» Pasaje extraído:
⁂

Rose Mary Salum: explosiones de pura determinación
José de María Romero Barea
Una belleza espectral recorre las páginas del poema en prosa que da título al libro: “Mi mamá grita, pero su voz sólo crea un suave oleaje en el agua que me rodea”. Escribe su autora como si su vida empezara con cada línea, con esa necesidad de remover o agitar la poesía para ver adónde puede llevarla o para arrastrar consigo a unos lectores desconcertados o perplejos: “El agua tersa mi piel en un murmuro”. Una densidad consciente de sí misma ilustra la dificultad y los placeres impares de la página. La rugosidad visceral del idioma y la preocupación de la poeta con su funcionamiento permea cuanto anota: “Yo observo. En silencio”.
Leer la prosa de Rose Mary Salum en El agua que mece el silencio (Vaso Roto, 2016) es entrever los intensos destellos de una mecánica disruptiva. Asistimos a la creación del artificio junto a las muchas interrupciones de la creadora mexicana, de origen libanés, que escribe desde algún lugar, cercano o en la distancia, a alguien que puede o no existir. Pero sobre todo hay momentos en los que la profesora de escritura creativa se olvida de sí misma, como hace a menudo Beckett, y encuentra algo interesante o grotescamente divertido en cuestionar su papel de poeta, su verdad o su ficción.
Nada es estable en el texto “La hora”: “El reloj. Apenas dos minutos han pasado, 58 para que la clase termine”. La voz surge desde lo más oscuro mientras se pregunta acerca de su propia existencia o deambula cómica alrededor de sus avatares: su pobreza, su inocencia, su cuerpo, lo mucho que no sabe o no puede imaginar, pero también la redacción de una ficción que exige trucos que ella, no tiene, o no encuentra: “La prisa. Relleno los espacios vacíos. La prisa. El bolígrafo no funciona”. A veces, por el contrario, la interlocutora está en posesión de todos ellos.
Lo auto recreado en forma de incertidumbres radicales es, aparentemente, el tema central del volumen que nos ocupa: el exceso de confianza en el propio método, el miedo y la impotencia de pasajes bruscos de vertiginosa y clara definición. En “El circo”, la autora es la víctima auto-consciente de su propio fracaso. La que sabe muy poco, la que sabe demasiado: “Tiemblo cuando veo a la gente volar sobre el vacío”. Su estilo fluctúa entre declaraciones casuales que resumen y analizan. Se despliega en aforismos sobre la vida y la muerte o sus misterios: “Escucho frenético sin detener mis movimientos. Al contrario, los prolongo hacia el futuro”.

⁂

» Datos almacenados:
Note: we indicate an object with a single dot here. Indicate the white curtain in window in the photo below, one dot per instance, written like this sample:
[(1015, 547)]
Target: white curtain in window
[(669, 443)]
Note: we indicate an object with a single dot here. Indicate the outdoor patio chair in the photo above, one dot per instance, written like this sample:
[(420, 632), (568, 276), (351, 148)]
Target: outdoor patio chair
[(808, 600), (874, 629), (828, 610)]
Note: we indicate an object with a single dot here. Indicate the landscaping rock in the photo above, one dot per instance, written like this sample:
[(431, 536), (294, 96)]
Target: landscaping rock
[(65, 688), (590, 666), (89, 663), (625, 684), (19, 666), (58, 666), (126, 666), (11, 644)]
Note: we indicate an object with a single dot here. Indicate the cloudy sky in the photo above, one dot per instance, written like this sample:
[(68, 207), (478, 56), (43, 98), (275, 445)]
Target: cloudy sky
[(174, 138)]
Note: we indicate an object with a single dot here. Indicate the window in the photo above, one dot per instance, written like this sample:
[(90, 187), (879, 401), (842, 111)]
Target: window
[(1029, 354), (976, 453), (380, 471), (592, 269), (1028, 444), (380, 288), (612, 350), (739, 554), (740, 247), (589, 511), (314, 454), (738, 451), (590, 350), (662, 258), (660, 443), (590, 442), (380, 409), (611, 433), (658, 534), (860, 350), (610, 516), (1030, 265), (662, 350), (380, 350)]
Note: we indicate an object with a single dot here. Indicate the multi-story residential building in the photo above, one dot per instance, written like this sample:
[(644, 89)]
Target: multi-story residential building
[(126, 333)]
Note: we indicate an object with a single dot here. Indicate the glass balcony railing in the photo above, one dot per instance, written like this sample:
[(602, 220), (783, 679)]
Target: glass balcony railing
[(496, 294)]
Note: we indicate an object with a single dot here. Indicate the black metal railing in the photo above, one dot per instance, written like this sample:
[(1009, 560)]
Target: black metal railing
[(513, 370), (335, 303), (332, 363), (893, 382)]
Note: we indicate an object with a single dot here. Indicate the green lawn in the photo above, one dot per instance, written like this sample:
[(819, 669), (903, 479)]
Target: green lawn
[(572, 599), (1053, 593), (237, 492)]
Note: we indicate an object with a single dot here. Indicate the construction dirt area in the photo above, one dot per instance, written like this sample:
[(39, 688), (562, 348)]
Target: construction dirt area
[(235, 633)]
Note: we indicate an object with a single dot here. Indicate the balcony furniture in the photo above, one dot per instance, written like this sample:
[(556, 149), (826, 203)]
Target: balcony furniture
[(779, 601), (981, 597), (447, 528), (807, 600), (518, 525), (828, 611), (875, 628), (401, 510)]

⁂

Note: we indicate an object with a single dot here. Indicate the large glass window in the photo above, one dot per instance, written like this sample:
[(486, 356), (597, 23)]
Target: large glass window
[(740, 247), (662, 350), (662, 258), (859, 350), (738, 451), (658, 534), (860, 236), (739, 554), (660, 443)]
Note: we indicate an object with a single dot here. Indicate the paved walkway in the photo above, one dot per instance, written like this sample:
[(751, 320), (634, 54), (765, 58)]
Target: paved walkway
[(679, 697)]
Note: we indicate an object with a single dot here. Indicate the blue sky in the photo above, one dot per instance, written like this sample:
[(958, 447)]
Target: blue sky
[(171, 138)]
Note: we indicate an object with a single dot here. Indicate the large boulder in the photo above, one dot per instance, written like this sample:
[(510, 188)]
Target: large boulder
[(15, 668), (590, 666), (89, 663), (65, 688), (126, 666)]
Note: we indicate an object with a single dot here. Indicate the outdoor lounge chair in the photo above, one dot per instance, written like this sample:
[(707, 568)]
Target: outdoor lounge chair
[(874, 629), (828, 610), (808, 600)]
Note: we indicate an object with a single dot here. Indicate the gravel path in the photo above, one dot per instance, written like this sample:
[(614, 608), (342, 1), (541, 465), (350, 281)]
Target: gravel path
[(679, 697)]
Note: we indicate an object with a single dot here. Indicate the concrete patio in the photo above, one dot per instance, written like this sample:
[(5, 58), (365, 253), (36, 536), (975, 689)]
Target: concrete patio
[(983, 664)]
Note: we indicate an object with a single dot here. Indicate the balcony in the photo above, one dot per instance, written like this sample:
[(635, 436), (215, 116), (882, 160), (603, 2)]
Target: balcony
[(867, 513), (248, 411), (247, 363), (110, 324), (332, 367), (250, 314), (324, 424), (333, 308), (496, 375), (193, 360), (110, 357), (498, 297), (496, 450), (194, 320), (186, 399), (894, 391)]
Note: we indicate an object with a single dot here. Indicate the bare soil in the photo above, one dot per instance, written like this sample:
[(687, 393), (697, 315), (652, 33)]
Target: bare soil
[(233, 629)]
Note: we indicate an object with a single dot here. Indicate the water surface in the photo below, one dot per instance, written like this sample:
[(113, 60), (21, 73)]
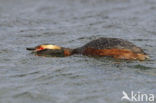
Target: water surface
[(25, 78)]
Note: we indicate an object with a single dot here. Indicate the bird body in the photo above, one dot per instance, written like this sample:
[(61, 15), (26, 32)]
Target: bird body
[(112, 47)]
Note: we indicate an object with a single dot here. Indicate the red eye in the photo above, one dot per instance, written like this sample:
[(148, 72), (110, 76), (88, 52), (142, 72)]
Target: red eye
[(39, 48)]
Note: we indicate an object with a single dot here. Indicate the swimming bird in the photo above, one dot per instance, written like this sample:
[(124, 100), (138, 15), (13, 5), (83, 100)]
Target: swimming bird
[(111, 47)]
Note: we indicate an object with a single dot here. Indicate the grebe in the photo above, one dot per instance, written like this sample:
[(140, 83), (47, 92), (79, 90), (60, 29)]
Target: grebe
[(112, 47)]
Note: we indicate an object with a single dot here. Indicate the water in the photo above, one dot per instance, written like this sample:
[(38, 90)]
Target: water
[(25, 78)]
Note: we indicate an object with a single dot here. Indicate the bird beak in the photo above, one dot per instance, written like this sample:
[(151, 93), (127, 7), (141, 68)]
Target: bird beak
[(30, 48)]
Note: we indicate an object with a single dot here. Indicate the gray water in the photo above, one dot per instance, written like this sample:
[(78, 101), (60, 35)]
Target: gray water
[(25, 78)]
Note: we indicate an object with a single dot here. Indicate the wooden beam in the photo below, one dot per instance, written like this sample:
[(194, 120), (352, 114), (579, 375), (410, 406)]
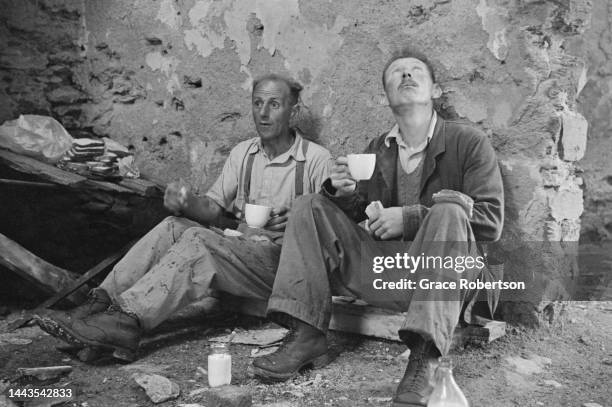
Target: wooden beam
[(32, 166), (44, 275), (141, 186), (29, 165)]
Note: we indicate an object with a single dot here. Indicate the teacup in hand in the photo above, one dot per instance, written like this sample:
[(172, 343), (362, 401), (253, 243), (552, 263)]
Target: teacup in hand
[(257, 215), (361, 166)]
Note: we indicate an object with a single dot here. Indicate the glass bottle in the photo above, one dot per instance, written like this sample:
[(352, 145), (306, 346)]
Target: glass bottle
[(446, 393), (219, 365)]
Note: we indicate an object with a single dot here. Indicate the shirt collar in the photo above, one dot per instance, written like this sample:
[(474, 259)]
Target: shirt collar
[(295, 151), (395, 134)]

⁂

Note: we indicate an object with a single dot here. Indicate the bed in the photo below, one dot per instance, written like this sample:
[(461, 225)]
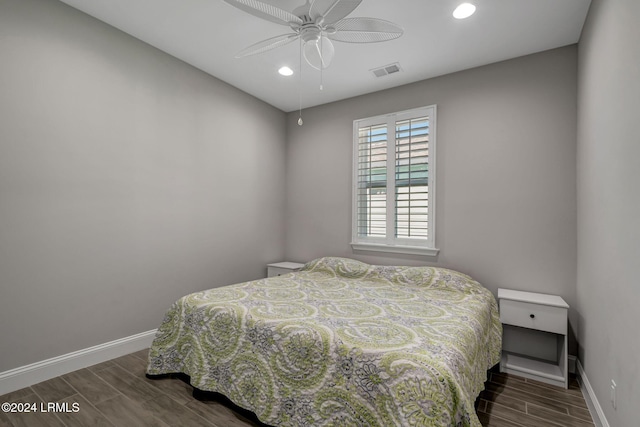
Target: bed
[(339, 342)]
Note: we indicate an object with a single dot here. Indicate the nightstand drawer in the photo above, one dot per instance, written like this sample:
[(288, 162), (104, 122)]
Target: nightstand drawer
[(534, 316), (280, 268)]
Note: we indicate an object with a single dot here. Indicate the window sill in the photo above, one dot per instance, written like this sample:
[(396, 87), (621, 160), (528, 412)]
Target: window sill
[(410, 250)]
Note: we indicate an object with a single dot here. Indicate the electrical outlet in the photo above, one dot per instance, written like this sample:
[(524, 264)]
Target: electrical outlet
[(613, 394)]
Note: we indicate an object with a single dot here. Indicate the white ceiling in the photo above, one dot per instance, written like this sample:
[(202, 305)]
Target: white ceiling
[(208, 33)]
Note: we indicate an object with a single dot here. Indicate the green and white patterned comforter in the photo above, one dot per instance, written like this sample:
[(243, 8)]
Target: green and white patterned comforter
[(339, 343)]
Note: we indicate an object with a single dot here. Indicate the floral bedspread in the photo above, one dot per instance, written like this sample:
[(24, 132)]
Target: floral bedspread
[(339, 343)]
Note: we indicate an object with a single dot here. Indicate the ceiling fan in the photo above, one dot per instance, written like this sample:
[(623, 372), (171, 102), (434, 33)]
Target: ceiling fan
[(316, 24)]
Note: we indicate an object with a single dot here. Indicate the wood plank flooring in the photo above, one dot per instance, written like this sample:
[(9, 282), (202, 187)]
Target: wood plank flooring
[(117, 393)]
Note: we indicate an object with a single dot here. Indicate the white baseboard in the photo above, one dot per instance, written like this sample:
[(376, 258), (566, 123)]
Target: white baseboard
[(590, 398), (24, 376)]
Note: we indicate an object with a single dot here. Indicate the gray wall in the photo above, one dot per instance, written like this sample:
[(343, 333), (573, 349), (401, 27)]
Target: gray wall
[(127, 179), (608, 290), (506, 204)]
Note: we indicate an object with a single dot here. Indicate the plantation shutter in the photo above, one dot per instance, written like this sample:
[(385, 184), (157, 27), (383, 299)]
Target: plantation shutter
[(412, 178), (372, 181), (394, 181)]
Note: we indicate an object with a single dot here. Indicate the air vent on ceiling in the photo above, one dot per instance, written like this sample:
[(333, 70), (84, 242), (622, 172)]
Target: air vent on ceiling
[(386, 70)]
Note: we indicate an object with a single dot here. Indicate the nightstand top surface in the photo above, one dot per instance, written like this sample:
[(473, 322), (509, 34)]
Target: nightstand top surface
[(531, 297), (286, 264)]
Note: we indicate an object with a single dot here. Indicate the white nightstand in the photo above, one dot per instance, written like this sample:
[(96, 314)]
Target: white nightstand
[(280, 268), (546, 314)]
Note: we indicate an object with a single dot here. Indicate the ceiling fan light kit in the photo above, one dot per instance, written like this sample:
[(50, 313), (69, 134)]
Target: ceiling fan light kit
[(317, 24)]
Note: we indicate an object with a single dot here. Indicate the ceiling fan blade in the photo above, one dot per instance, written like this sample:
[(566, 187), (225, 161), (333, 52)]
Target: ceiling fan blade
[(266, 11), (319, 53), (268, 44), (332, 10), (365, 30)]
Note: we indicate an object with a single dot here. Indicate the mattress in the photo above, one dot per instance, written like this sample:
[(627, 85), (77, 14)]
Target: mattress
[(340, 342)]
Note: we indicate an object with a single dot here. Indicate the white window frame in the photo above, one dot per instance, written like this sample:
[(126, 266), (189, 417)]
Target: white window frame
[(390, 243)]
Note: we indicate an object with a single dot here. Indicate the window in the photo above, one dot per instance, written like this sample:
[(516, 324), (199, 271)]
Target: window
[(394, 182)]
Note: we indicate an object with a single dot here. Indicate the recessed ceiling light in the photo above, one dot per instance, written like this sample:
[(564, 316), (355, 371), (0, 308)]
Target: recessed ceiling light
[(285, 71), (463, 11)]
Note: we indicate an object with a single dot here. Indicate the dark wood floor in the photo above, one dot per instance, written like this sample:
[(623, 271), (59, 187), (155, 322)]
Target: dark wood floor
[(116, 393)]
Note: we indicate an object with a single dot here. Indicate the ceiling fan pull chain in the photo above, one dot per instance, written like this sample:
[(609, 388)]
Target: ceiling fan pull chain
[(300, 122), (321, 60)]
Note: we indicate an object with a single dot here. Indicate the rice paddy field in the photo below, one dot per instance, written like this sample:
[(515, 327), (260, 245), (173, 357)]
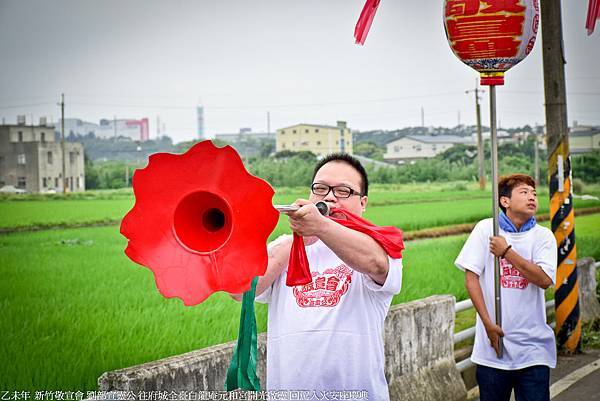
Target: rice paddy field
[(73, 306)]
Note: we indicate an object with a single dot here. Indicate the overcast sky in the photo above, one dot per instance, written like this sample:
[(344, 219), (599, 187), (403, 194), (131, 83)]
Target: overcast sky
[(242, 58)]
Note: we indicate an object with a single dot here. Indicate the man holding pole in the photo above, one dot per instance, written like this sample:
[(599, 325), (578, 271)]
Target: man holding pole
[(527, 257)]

⁂

» Tareas:
A. Responde estas preguntas a partir de la reseña sobre Rose Mary Salum:
(i) ¿Qué editorial publicó El agua que mece el silencio y en qué año?
(ii) En el texto "La hora", ¿cuántos minutos faltan para que termine la clase?
(iii) En "El circo", ¿qué hace temblar a la voz?
B. Continúa la reseña sobre Rose Mary Salum desde su última oración.
El material no guarda ninguna relación con la reseña sobre Rose Mary Salum.

» Respuestas:
A.
(i) Vaso Roto, en 2016.
(ii) Faltan 58 minutos.
(iii) Ver a la gente volar sobre el vacío.

B.
“Horizontal” desvela su conocimiento de la tragedia de las redes sociales: “El Facebook con la cara de Ivette, las fotos de Ivette (…) dice que le escriba. Mejor no contesto”. Sabe la poeta que la existencia digital es esa comedia que se desarrolla en un lugar demasiado real, en los límites que establecen las vidas de sus personajes, un país de la mente y la imaginación, donde las entradas y las imágenes, junto a los cambios de tono y textura, se despliegan en misteriosos cantos de cisne: “Mejor le contesto y me desconecto. Enojo. Siento enojo. ¿Está loca? “¿un cuento? ¿paraké?”.
Premio Interamericano Carlos Montemayor 2017, la originalidad de El agua radica en su técnica, su auto-consciente buen humor. Nada autobiográficas exploraciones de lo que se vislumbra conducen a pasajes en la corriente de la conciencia que se centran en los pensamientos y las acciones. En “Punto de fuga” se retiene o se dice demasiado. Se hacen juicios de barrido e íntimas observaciones: “Las hormigas se enfrentan unas a las otras. Me dan risa. Eso no impide que todo siga como siempre”. El resultado es una meditación sobre dos tipos de impotencia: la primera, la del que tiene las palabras a su disposición, pero siente que, en toda su incertidumbre, se deshacen de él o ella.
No sabe si reír o llorar; en lugar de eso, se mantiene en un estado liminar, formado por explosiones de pura determinación. Por último, la impotencia del que imagina o ve o permite que las palabras, en toda su fragilidad o necedad, evoquen estados de ánimos: “Las hormigas se han olvidado. La maestra dejó sus preguntas inquisitivas, su insaciable necesidad de extraer algo de nosotros, de poner en evidencia nuestra ignorancia”.